━━━ PROVIDED INFORMATION ━━━
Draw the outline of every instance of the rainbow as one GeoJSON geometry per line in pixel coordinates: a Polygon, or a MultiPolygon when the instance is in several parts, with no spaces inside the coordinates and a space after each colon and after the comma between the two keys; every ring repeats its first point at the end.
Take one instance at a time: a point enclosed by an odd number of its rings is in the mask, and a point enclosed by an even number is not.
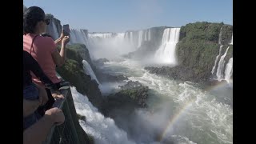
{"type": "MultiPolygon", "coordinates": [[[[206,88],[204,90],[204,91],[208,91],[209,92],[209,91],[211,91],[213,90],[216,90],[218,88],[222,87],[222,86],[226,86],[226,85],[227,85],[227,83],[226,82],[219,82],[217,85],[214,85],[214,86],[209,86],[209,87],[206,88]]],[[[179,109],[174,116],[171,116],[170,118],[170,120],[168,121],[166,128],[162,131],[162,133],[160,134],[160,136],[158,138],[158,142],[161,142],[162,140],[162,138],[165,138],[168,130],[170,130],[170,128],[173,127],[174,124],[177,122],[178,118],[180,118],[182,115],[182,114],[184,114],[184,112],[186,110],[188,110],[188,108],[190,106],[192,106],[192,103],[194,103],[196,101],[196,99],[197,98],[194,98],[194,99],[186,102],[183,105],[183,106],[181,109],[179,109]]]]}
{"type": "Polygon", "coordinates": [[[196,98],[194,98],[194,99],[189,101],[188,102],[185,103],[183,105],[183,106],[181,109],[179,109],[174,116],[171,116],[170,118],[170,120],[168,121],[166,128],[163,130],[163,132],[160,134],[160,136],[158,138],[158,142],[161,142],[162,140],[162,138],[165,138],[165,135],[166,134],[166,132],[168,131],[168,130],[170,130],[174,126],[174,124],[177,122],[178,118],[180,118],[182,115],[182,114],[190,106],[192,106],[192,103],[194,103],[195,102],[195,100],[196,100],[196,98]]]}

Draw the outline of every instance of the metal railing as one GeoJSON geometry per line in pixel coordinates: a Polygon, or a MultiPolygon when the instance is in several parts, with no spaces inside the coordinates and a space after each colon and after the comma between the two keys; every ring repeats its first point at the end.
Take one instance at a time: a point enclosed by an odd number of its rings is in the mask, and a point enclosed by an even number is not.
{"type": "Polygon", "coordinates": [[[83,131],[78,120],[70,88],[60,90],[64,99],[56,100],[54,107],[63,111],[65,122],[54,126],[44,144],[86,144],[90,143],[88,136],[83,131]]]}

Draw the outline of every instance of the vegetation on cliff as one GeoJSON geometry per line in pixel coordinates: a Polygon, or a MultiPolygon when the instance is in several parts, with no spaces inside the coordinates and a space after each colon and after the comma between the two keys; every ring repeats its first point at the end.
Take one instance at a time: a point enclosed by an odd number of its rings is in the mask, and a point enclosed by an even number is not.
{"type": "MultiPolygon", "coordinates": [[[[74,44],[67,46],[66,52],[66,62],[62,66],[57,67],[57,72],[69,81],[71,86],[75,86],[79,93],[86,94],[92,104],[99,108],[102,94],[98,84],[91,79],[90,75],[85,74],[82,62],[85,56],[90,58],[88,50],[85,45],[74,44]]],[[[91,62],[90,59],[88,61],[91,62]]]]}
{"type": "MultiPolygon", "coordinates": [[[[146,69],[151,73],[174,79],[196,82],[207,81],[211,76],[211,70],[219,53],[219,38],[221,36],[220,42],[224,45],[222,52],[223,54],[230,42],[232,30],[232,26],[222,22],[189,23],[181,27],[179,42],[176,46],[178,66],[173,68],[146,67],[146,69]]],[[[230,46],[225,59],[231,57],[233,57],[232,46],[230,46]]]]}

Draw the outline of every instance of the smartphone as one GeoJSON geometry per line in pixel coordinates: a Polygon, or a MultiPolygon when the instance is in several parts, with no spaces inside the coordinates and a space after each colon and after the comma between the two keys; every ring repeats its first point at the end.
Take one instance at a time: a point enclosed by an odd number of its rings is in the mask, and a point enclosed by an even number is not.
{"type": "Polygon", "coordinates": [[[70,36],[70,30],[68,24],[63,25],[63,33],[65,36],[70,36]]]}

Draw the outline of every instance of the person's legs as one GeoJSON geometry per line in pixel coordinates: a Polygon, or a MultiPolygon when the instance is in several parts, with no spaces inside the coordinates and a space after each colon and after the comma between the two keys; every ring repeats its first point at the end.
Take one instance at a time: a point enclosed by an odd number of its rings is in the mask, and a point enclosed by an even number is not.
{"type": "Polygon", "coordinates": [[[38,109],[38,113],[39,114],[39,115],[42,115],[42,116],[45,114],[46,110],[52,107],[53,104],[55,102],[54,98],[51,95],[50,90],[49,89],[45,89],[45,90],[47,94],[48,101],[44,106],[39,106],[38,109]]]}

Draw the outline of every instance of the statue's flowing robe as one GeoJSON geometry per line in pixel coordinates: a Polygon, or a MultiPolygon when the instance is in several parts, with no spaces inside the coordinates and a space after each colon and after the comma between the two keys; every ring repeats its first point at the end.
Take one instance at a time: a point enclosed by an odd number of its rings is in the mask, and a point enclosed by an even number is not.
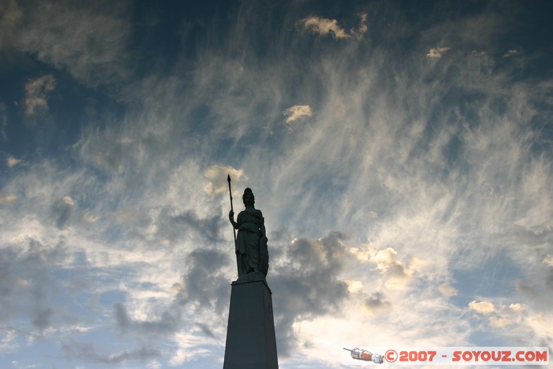
{"type": "Polygon", "coordinates": [[[250,271],[267,275],[269,255],[267,237],[261,233],[263,217],[261,210],[247,208],[240,212],[236,219],[238,235],[236,252],[238,277],[250,271]]]}

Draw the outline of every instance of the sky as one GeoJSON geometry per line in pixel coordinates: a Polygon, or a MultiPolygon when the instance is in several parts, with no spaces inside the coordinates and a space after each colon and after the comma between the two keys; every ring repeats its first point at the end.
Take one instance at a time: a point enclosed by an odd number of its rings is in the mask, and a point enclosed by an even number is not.
{"type": "Polygon", "coordinates": [[[551,350],[552,11],[2,0],[0,367],[221,368],[227,174],[280,368],[551,350]]]}

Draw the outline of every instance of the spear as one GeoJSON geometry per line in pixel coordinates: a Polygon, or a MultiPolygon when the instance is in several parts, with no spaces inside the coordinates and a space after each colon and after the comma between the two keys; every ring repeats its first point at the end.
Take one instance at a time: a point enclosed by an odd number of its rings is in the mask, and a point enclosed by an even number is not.
{"type": "MultiPolygon", "coordinates": [[[[227,177],[227,181],[229,182],[229,196],[230,197],[230,210],[232,212],[234,212],[234,210],[232,208],[232,191],[230,189],[230,174],[228,174],[227,177]]],[[[236,243],[236,230],[234,229],[234,226],[232,226],[232,231],[234,233],[234,244],[236,243]]]]}

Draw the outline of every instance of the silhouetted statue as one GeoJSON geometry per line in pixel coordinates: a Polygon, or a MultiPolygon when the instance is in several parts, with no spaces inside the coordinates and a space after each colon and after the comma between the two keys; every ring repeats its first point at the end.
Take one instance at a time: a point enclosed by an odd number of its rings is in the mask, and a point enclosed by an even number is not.
{"type": "Polygon", "coordinates": [[[245,209],[238,213],[236,222],[234,222],[234,212],[231,209],[229,213],[230,223],[238,230],[234,245],[238,276],[240,278],[249,273],[261,273],[265,277],[269,269],[265,219],[261,210],[254,207],[255,198],[251,189],[244,190],[242,200],[245,209]]]}

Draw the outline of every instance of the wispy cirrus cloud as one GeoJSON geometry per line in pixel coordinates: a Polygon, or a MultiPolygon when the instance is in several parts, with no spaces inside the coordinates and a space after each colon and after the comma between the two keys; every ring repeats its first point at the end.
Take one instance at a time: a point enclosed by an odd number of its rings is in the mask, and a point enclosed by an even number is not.
{"type": "Polygon", "coordinates": [[[25,114],[28,116],[48,111],[48,93],[56,87],[52,75],[29,80],[25,84],[25,114]]]}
━━━
WORK TO DO
Leave out all images, then reproduce the entries above exactly.

OUTPUT BELOW
Draw the outline of every instance of the rainbow as one GeoJSON geometry per line in pixel coordinates: a Polygon, or a MultiPolygon when the instance is in several parts, with no spaces inside the coordinates and a space after each colon and after the comma between the two keys; every ring repeats its first point at the end.
Take one instance at a time: a point enclosed by an odd number of its rings is in the mask, and a point enclosed by an even number is not.
{"type": "MultiPolygon", "coordinates": [[[[206,88],[204,90],[204,91],[208,91],[209,92],[209,91],[211,91],[213,90],[216,90],[218,88],[222,87],[222,86],[226,86],[226,85],[227,85],[227,83],[226,82],[219,82],[217,85],[214,85],[214,86],[209,86],[209,87],[206,88]]],[[[179,109],[174,116],[171,116],[170,118],[170,120],[168,121],[166,128],[162,131],[162,133],[160,134],[160,136],[158,138],[158,142],[161,142],[162,140],[162,138],[165,138],[168,130],[170,130],[170,128],[173,127],[174,124],[177,122],[178,118],[180,118],[182,115],[182,114],[184,114],[184,112],[186,110],[188,110],[188,108],[190,106],[192,106],[192,103],[194,103],[196,101],[196,99],[197,98],[194,98],[194,99],[186,102],[183,105],[183,106],[181,109],[179,109]]]]}
{"type": "Polygon", "coordinates": [[[196,98],[194,98],[194,99],[189,101],[188,102],[185,103],[183,105],[183,106],[181,109],[179,109],[174,116],[171,116],[170,118],[170,120],[168,121],[166,128],[163,130],[163,132],[160,134],[160,136],[158,138],[158,142],[161,142],[162,140],[162,138],[165,138],[165,135],[166,134],[166,132],[168,131],[168,130],[170,130],[174,126],[174,124],[177,122],[178,118],[180,118],[182,115],[182,114],[190,106],[192,106],[192,103],[194,103],[195,102],[195,100],[196,100],[196,98]]]}

Draw the outline of every instance of the metal railing as one GeoJSON geometry per line in pixel coordinates: a Polygon, or a MultiPolygon when the instance is in several parts, with no spaces inside the coordinates and a space after each colon and after the comma between the two keys; every ring repeats its first point at the end.
Take one instance at a time: a point enclosed by an odd number of its rings is in the mask, and a point enclosed by an even number is not.
{"type": "Polygon", "coordinates": [[[83,131],[78,120],[70,88],[60,90],[64,99],[56,100],[54,107],[63,111],[65,122],[54,126],[44,144],[86,144],[90,143],[88,136],[83,131]]]}

Draw the outline of every instance of the vegetation on cliff as one GeoJSON geometry per line in pixel coordinates: a Polygon, or a MultiPolygon when the instance is in several parts, with no spaces inside the coordinates and a space after each colon and after the comma between the two keys; every ring repeats its first point at the end.
Take one instance at a time: a point enclosed by an odd number of its rings is in the mask, and a point enclosed by an even number is not.
{"type": "MultiPolygon", "coordinates": [[[[74,44],[67,46],[66,52],[66,62],[62,66],[57,67],[57,72],[69,81],[71,86],[75,86],[79,93],[86,94],[92,104],[99,108],[102,94],[98,84],[91,79],[90,75],[85,74],[82,62],[85,56],[90,58],[88,50],[85,45],[74,44]]],[[[91,62],[90,59],[88,61],[91,62]]]]}
{"type": "MultiPolygon", "coordinates": [[[[146,69],[151,73],[174,79],[196,82],[207,81],[211,76],[211,70],[219,53],[219,38],[221,36],[220,42],[224,45],[222,52],[223,54],[230,42],[232,30],[232,26],[222,22],[189,23],[181,27],[179,42],[176,46],[178,66],[173,68],[146,67],[146,69]]],[[[230,46],[225,59],[231,57],[233,57],[232,46],[230,46]]]]}

Draw the outline of every instance of the smartphone as one GeoJSON geometry per line in pixel coordinates: a Polygon, or a MultiPolygon when the instance is in several parts, with no spaces inside the coordinates and a space after each colon and after the comma between the two keys; every ring repeats its first point at the end.
Take one instance at a time: a point enclosed by an odd number of its rings is in the mask, and a point enclosed by an even number is not.
{"type": "Polygon", "coordinates": [[[70,36],[70,30],[68,24],[63,25],[63,33],[65,36],[70,36]]]}

Draw the outline of every instance of the person's legs as one GeoJSON geometry per line in pixel coordinates: a Polygon, or a MultiPolygon when the instance is in several parts, with no spaces inside the coordinates and a space after each colon and after the comma between the two keys; every ring repeats its first point at the end.
Take one instance at a time: a point enclosed by an odd number of its rings is in the mask, and a point enclosed by an even number is not.
{"type": "Polygon", "coordinates": [[[38,109],[38,113],[39,114],[39,115],[42,115],[42,116],[45,114],[46,110],[52,107],[53,104],[55,102],[54,98],[51,95],[50,90],[49,89],[45,89],[45,90],[47,94],[48,101],[44,106],[39,106],[38,109]]]}

Draw the outline of every instance of the statue's flowing robe as one GeoJSON geometry per line in pixel coordinates: a Polygon, or a MultiPolygon when the instance is in several parts, with no spaces inside the coordinates and a space after each colon and after the comma between the two keys; every ring repeats its first point at the end.
Take one instance at a time: a point enclosed by an odd number of its rings is in the mask, and a point enclosed by an even number is not.
{"type": "Polygon", "coordinates": [[[250,271],[267,275],[269,255],[267,237],[261,233],[263,217],[261,210],[247,208],[240,212],[236,219],[238,235],[236,252],[238,277],[250,271]]]}

Draw the outline of every instance of the sky as one GeoJSON geometry per line in pixel coordinates: a Polygon, or a MultiPolygon when the instance is in several parts, with no spaces inside the coordinates and a space after each colon and after the comma between the two keys; every ring repeats its first point at the end.
Take one instance at a time: a point enclosed by an odd number of its rings is in the mask, and a point enclosed by an even number is not.
{"type": "Polygon", "coordinates": [[[551,350],[552,11],[2,0],[0,367],[221,368],[227,174],[280,368],[551,350]]]}

Draw the outline of every instance of the spear as one GeoJSON geometry per line in pixel coordinates: a Polygon, or a MultiPolygon when the instance is in several parts, with no spaces inside the coordinates and a space after each colon and after the comma between the two keys; every ring repeats its first point at the end.
Take one instance at a time: a point enclosed by an odd number of its rings is in the mask, and a point enclosed by an even number is not.
{"type": "MultiPolygon", "coordinates": [[[[227,177],[227,181],[229,182],[229,196],[230,197],[230,210],[232,212],[234,212],[234,210],[232,208],[232,191],[230,189],[230,174],[228,174],[227,177]]],[[[236,243],[236,230],[234,229],[234,226],[232,226],[232,231],[234,233],[234,244],[236,243]]]]}

Draw the outline of every instance of the silhouetted statue as one GeoJSON geometry per line in pixel coordinates: a Polygon, or a MultiPolygon when the instance is in several parts, with no spaces inside the coordinates and a space after each colon and after the comma between the two keys; every ring repeats its first point at the end.
Take one instance at a time: a point enclosed by an odd number of its rings is in the mask, and a point enclosed by an even number is not.
{"type": "Polygon", "coordinates": [[[245,209],[238,213],[236,222],[234,222],[234,212],[231,209],[229,213],[230,223],[238,230],[234,245],[238,276],[240,278],[249,273],[261,273],[265,277],[269,269],[265,219],[261,210],[254,207],[255,198],[251,189],[244,190],[242,200],[245,209]]]}

Draw the outline of every instance of the wispy cirrus cloud as one GeoJSON geometry per line in pixel coordinates: a Polygon, or a MultiPolygon when the instance is in several parts, with no spaces inside the coordinates and a space after each colon and after the comma between the two keys; every ring repeats its first point at the end.
Take one instance at a time: a point enclosed by an odd number of its rings is in the mask, and a point enclosed by an even number is not.
{"type": "Polygon", "coordinates": [[[25,114],[28,116],[48,111],[48,93],[56,87],[52,75],[29,80],[25,84],[25,114]]]}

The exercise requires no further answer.